Exercise 1
Name every person mentioned by name in the article on Turkey, Russia and Nagorno-Karabakh.
Exercise 2
From the article on Turkey, Russia and Nagorno-Karabakh, repeat word for word the passage between "Turkish President Recep" and "solution as Moscow.", inclusive.
Page text section start
Turkish President Recep Tayyip Erdoğan has declared that he is ready to collaborate with Russian President Vladimir Putin concerning a possible peaceful solution to the ongoing Nagorno-Karabakh conflict, stressing that Ankara has as much right to be in the solution as Moscow.
Erdoğan told reporters that he did not hear any negative approach from Russia on the suggestion, adding that there had not been any negative comments that Moscow made against Ankara.
Erdoğan is vulnerable to Putin in many ways
It is in neither nation’s best interests to ally with competing sides in the Nagorno-Karabakh conflict. Erdoğan confirmed recent reports on tests carried out for the Russian-made S-400 defense systems that Turkey had acquired while answering a question about the U.S.’s approach to the S-400 tests, which shows how closely integrated Ankara and Moscow are in many ways. A war with Russia is something that Turkey cannot afford right now.
Equally, the Turkish President’s dependence upon his Russian counterpart for S-400 defense systems makes him vulnerable to Moscow’s influence, and Putin will not make the negotiations to end the Nagorno-Karabakh conflict easy for many other reasons.
Russia has many advantages in Nagorno-Karabakh
As Eleonora Di Franco wrote for My Country? Europe, the Russian President has the upper hand in this crisis. Putin does not offer financial or moral support to the region and he has no military forces stationed there either. The Russian President may try to portray himself as an honest broker in future discussions, but it would go against his strategic interests to actively pick a side. Such a move would jeopardize Russia’s reputation as a security guarantor.
Page text section end
Data section section start
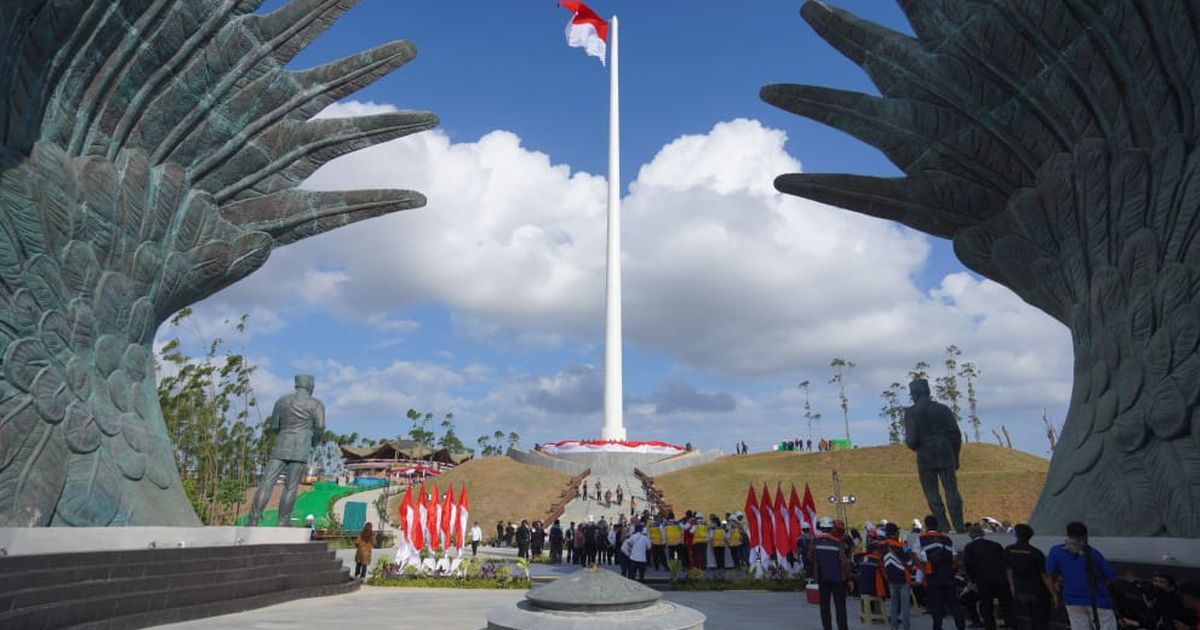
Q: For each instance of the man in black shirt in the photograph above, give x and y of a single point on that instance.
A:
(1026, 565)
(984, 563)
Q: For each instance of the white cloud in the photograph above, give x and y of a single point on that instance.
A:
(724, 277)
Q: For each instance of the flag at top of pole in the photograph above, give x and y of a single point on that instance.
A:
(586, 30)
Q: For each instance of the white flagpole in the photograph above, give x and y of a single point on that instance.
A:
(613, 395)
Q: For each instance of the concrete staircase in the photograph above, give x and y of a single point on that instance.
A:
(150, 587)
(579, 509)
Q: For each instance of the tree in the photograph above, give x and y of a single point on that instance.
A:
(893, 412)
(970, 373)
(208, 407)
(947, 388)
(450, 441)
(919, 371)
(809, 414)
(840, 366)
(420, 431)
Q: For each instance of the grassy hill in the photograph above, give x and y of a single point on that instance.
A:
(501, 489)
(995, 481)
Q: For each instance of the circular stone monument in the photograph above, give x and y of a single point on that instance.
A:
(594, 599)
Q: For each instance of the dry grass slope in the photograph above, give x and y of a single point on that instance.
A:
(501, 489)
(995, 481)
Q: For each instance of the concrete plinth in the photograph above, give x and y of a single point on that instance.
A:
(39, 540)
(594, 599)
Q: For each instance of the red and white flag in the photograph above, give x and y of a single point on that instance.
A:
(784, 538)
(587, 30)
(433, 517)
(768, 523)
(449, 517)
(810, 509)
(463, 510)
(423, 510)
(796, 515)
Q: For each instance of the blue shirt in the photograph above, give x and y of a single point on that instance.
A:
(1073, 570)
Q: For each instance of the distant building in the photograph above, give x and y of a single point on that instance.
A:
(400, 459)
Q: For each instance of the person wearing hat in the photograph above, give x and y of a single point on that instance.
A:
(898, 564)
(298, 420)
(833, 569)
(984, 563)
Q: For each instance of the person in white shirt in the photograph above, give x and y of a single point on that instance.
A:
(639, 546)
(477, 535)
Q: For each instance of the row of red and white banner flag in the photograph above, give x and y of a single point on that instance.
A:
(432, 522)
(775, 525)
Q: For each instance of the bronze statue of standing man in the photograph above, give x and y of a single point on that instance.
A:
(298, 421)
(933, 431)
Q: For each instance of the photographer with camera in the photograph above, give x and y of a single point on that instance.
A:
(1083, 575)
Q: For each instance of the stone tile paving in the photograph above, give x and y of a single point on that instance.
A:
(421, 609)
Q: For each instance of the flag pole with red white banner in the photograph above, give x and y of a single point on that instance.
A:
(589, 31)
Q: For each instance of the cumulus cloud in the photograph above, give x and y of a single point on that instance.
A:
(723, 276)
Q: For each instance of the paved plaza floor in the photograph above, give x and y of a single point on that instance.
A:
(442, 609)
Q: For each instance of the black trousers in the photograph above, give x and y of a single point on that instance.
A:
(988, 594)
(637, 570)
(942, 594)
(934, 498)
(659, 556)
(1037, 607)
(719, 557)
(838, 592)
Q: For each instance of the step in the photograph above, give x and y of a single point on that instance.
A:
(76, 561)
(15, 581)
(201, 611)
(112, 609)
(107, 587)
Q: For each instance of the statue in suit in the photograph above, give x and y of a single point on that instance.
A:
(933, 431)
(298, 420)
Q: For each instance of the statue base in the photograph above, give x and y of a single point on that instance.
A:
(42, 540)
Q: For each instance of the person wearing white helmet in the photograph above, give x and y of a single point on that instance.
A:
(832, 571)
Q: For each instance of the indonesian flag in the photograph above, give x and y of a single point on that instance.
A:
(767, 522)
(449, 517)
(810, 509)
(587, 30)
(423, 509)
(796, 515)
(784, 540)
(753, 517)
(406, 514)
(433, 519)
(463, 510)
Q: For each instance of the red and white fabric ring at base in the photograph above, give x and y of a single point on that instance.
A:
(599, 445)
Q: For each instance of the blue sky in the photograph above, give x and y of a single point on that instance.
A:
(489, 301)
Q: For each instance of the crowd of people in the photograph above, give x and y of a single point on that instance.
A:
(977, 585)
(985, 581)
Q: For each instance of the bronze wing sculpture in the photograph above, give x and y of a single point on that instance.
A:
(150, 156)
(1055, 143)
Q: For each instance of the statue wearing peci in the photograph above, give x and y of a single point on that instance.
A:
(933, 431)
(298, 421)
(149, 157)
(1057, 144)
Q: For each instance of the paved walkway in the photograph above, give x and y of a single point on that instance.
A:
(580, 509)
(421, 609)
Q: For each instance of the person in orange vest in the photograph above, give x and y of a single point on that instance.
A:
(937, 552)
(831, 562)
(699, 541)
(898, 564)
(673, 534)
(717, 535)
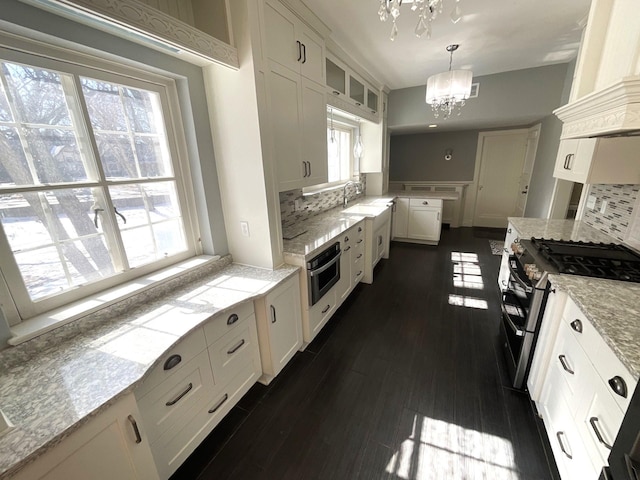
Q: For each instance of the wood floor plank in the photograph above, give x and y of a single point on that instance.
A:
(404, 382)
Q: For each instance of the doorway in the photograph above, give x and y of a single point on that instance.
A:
Data section section end
Your solution 1
Recep Tayyip Erdoğan, Vladimir Putin, Eleonora Di Franco

Your solution 2
Turkish President Recep Tayyip Erdoğan has declared that he is ready to collaborate with Russian President Vladimir Putin concerning a possible peaceful solution to the ongoing Nagorno-Karabakh conflict, stressing that Ankara has as much right to be in the solution as Moscow.